# [Exercise requirements]
Copy, in full, each line of the material that holds the word "point".

# [Supplied data]
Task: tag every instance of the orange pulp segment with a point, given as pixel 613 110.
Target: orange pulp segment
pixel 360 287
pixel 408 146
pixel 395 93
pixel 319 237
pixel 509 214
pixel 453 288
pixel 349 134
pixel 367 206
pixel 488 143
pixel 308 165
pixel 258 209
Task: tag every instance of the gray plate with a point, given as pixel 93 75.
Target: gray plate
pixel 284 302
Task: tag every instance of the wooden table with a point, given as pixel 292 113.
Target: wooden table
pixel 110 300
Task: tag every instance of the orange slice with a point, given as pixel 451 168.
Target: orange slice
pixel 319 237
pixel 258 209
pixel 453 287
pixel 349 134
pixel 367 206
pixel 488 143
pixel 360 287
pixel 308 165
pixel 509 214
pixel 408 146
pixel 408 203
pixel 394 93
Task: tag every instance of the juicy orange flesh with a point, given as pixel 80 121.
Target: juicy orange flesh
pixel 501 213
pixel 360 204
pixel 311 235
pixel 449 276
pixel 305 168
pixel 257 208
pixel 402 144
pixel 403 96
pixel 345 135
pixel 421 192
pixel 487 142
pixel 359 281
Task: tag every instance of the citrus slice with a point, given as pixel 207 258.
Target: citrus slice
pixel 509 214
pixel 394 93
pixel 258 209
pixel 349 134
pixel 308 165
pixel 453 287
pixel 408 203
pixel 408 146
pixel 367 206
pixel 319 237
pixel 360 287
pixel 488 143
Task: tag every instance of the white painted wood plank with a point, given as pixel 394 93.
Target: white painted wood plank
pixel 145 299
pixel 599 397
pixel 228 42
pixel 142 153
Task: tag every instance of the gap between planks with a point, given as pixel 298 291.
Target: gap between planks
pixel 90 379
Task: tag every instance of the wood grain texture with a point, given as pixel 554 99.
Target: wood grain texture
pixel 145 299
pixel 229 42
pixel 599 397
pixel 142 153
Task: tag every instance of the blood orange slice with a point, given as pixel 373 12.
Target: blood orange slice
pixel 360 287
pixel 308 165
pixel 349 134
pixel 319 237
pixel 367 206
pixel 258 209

# [Result]
Task: tag every instance of the orange pulp segment with a point, given as pixel 613 110.
Task: tag every instance of the gray plate with a point, given as pixel 93 75.
Task: tag every instance of the wooden table with a point, given as pixel 292 113.
Task: tag every instance of the orange slice with a point, given as pixel 451 168.
Task: tag every instance of the juicy orange flesh with a point, given as pixel 80 121.
Task: tag every instance of the citrus slice with a point, given as pixel 207 258.
Task: tag every instance of the white painted wood plank with a point, given as pixel 394 93.
Task: tag every instance of the gap between planks with a point, given as pixel 298 291.
Task: tag every instance of the wood grain texture with a point, given as pixel 554 99.
Task: tag every instance of the blood orange slice with a point, given as pixel 373 12.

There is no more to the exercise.